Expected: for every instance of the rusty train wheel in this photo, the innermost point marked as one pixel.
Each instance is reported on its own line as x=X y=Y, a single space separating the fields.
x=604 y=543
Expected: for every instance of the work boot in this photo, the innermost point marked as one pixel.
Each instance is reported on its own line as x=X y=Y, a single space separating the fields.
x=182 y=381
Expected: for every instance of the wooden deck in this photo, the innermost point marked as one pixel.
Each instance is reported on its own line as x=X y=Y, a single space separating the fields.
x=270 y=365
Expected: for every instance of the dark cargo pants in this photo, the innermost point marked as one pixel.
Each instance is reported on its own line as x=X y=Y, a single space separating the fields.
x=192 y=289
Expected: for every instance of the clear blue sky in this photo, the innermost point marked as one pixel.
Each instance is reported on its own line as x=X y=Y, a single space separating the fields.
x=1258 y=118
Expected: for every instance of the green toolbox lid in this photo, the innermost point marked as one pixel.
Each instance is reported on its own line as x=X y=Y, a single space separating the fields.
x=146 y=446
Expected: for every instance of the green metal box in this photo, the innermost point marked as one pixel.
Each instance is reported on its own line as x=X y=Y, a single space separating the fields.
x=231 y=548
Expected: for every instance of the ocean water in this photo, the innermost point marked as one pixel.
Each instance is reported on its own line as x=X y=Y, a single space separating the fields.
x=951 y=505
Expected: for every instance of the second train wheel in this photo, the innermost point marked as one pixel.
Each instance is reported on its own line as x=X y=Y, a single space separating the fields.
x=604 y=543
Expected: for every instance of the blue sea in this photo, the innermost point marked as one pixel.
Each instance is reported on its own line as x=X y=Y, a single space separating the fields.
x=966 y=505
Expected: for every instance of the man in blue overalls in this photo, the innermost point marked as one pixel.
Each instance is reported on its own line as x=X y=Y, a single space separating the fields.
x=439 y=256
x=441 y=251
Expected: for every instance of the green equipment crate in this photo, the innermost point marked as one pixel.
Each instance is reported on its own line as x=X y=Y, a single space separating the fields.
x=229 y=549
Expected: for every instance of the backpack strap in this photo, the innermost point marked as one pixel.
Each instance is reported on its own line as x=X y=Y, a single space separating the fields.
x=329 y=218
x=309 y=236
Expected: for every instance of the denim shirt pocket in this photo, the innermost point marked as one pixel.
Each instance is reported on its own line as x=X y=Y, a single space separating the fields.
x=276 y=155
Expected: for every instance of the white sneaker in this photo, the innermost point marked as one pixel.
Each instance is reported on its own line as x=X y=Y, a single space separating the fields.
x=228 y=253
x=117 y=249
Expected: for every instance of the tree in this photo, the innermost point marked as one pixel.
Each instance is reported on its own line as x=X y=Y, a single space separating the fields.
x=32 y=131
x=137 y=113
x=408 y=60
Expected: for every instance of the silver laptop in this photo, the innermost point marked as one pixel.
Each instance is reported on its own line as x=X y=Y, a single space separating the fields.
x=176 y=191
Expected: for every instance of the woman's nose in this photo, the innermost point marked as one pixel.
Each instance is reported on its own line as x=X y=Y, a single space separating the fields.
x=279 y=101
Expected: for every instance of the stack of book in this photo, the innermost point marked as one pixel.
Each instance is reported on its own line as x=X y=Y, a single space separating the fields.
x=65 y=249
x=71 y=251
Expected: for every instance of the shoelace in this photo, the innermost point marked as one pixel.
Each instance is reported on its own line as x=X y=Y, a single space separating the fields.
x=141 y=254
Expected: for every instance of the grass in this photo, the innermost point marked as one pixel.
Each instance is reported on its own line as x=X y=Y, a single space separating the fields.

------------------------------------------------------------------------

> **Task instructions**
Rename "innermost point" to "central point" everywhere in the listing above and reproduce the whole listing with nothing else changed.

> **Answer to this task**
Expected: for every instance of the rusty train wheel in this photo, the central point marked as one pixel.
Each instance is reported on its own line as x=X y=Y, a single space separating the fields.
x=604 y=543
Expected: for every instance of the work boot in this photo, the central point marked as one pixel.
Each instance is reported on its own line as x=X y=Y, a single space separating the fields.
x=182 y=381
Expected: for every instance of the wooden deck in this photo, the central point marked as one pixel.
Each instance is reported on its own line as x=X y=Y, a single space separating the fields.
x=270 y=365
Expected: for every instance of the dark cargo pants in this photo, the central point marked as one pixel.
Each instance is reported on its own line as x=X y=Y, a single space separating the fields.
x=192 y=289
Expected: for every instance of the clear blue sky in this photo, the central point marked as one pixel.
Each instance is reported on its own line as x=X y=Y, a single space separating the fields.
x=1258 y=118
Expected: for every instance of the green toolbox lid in this photo, the central point marked as one pixel.
Each instance is reported on its own line as x=X y=Y, a single space separating the fields.
x=146 y=446
Expected: for every instance of the green metal box in this photo, the central point marked as one pixel.
Each instance is reported on its own line as x=X y=Y, a single space separating the fields.
x=231 y=548
Expected: for every instance of the ocean water in this photo, the central point marked as one pixel.
Each instance is reported on its own line as x=X y=Y, a single space separating the fields.
x=951 y=505
Expected: for every instance of the second train wheel in this photo, the central point marked as one pixel.
Each instance is reported on its own line as x=X y=Y, a single space separating the fields.
x=604 y=543
Expected: for every instance of the blue sea in this photo, the central point marked as one pixel.
Each instance is reported on its own line as x=X y=Y, a single space separating the fields.
x=966 y=505
Expected: for every instance of the man in blue overalls in this photo, the central point marked as one pixel.
Each instance is reported on its own line as x=X y=Y, a single space separating the fields.
x=439 y=256
x=441 y=251
Expected: for every instance of the green equipment crate in this photo, the central point marked as one pixel.
Each instance is reported on its own line as x=X y=Y, a single space separating the fields.
x=229 y=549
Expected: for every instance of the backpack strap in this photo, the central point marked as one pixel.
Each instance is reported on its own line as x=X y=Y, a single space separating the fields.
x=329 y=218
x=309 y=236
Expected: for every instance of the denim shirt pocket in this photo, the central point marked as one pixel.
Each instance is reported on its own line as x=X y=Y, a single space separating the fields.
x=276 y=155
Expected: for every instance of the white sneaker in this photo, the central point marked as one pixel.
Each instance is reported on its own line as x=X y=Y, a single space separating the fields.
x=228 y=253
x=117 y=249
Expected: for every instance of the tree in this photo, the central point marked as one pixel.
Each instance is reported on its own line as x=X y=Y, a single space separating the fields.
x=32 y=131
x=137 y=113
x=408 y=60
Expected: for every instance of the silver laptop in this photo, the central point marked as one pixel.
Each instance is reported on its own line as x=X y=Y, a single space separating the fields.
x=176 y=191
Expected: for every instance of the woman's nose in this photo, the central point marked as one pixel.
Each instance is reported on its own line as x=X y=Y, a single space separating the fields.
x=279 y=101
Expected: for every instance of the stack of book in this photo, the central point marked as one pixel.
Each instance is reported on its own line as x=X y=Y, a single space separating the fields.
x=65 y=249
x=71 y=251
Expected: for every instance of the shoelace in this photo, the central point marked as one pixel.
Each instance is reported on its own line as x=X y=Y, a single space separating the fields.
x=141 y=254
Expected: for every instance of the grass in this photo, the central point marked as one pixel.
Each instance is reported on its own line as x=X y=Y, a single space separating the fields.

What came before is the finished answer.